-- Source document --
================================

CIVIL APPEAL No.1774 of 1992
In this appeal, M/s Hotel & Allied Traders Pvt.
Ltd.-the assessee sought benefit of investment allowance
under Section 32A of the Act for the assessment year 1978-79
by contending that assessee-company was an industrial
undertaking engaged in manufacturing activity. That claim
was finally rejected by the Tribunal by holding that
assessee cannot be considered to be an industrial company
engaged in manufacturing or processing of articles and hence
was not entitled to get benefit under Section 32A of the
Act. Further the Tribunal relied upon the decision in
C.I.T., Kerala v. Casino Pvt. Ltd. [1973 (91) ITR 289] of
the High Court. Against that order petition under section
256(2) of the Act was filed before the High Court of Kerala
which was rejected by order dated 7.1.1985. That order is
challenged in this appeal.
S.L.P.(C) No. 324/1997
Leave granted.

================================

-- Information shown --
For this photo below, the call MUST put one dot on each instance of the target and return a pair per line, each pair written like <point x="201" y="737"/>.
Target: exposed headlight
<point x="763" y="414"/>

================================

-- Requirements --
1) Write out the appeal excerpt again, starting with "Ltd.-the assessee sought" and going on through "in this appeal.", and switch "Tribunal" to "Commission" wherever it appears.
2) Say whether each statement agrees with the appeal excerpt, and quote the words that decide it: (a) the investment allowance was sought for the assessment year 1978-79; (b) the High Court of Kerala allowed the petition filed under section 256(2); (c) the Tribunal found that the assessee was an industrial company engaged in manufacturing.

-- Task results --
1)
Ltd.-the assessee sought benefit of investment allowance
under Section 32A of the Act for the assessment year 1978-79
by contending that assessee-company was an industrial
undertaking engaged in manufacturing activity. That claim
was finally rejected by the Commission by holding that
assessee cannot be considered to be an industrial company
engaged in manufacturing or processing of articles and hence
was not entitled to get benefit under Section 32A of the
Act. Further the Commission relied upon the decision in
C.I.T., Kerala v. Casino Pvt. Ltd. [1973 (91) ITR 289] of
the High Court. Against that order petition under section
256(2) of the Act was filed before the High Court of Kerala
which was rejected by order dated 7.1.1985. That order is
challenged in this appeal.

2)
(a) Yes: "for the assessment year 1978-79".
(b) No: "which was rejected by order dated 7.1.1985".
(c) No: "assessee cannot be considered to be an industrial company engaged in manufacturing or processing of articles".